WHAT YOU WILL DO. Copy out each line of the data below in which "instance" appears.

DATA TO PROCESS.
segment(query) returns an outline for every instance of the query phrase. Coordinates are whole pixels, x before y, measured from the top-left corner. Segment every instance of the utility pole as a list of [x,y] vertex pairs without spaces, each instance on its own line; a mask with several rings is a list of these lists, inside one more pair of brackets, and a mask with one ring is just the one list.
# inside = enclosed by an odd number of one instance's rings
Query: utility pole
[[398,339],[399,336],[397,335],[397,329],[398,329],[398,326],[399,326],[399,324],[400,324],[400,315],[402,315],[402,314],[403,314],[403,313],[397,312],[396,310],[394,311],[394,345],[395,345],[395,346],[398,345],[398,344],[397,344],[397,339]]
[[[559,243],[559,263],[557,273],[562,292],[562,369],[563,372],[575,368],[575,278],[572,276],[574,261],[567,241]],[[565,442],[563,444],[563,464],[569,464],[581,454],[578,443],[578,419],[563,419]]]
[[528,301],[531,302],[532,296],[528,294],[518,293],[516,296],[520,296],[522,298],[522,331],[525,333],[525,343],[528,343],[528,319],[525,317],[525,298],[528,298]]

YOUR RESPONSE.
segment(query) returns an outline for every instance of the query phrase. Coordinates are whole pixels, x before y, measured from the top-left corner. Segment every instance of the utility pole as a list of [x,y] vertex pairs without spaces, each instance on its own line; a mask with several rings is a list of these lists, inside one more pair of brackets, and a mask with one ring is just the one list.
# inside = enclosed by an odd number of one instance's rings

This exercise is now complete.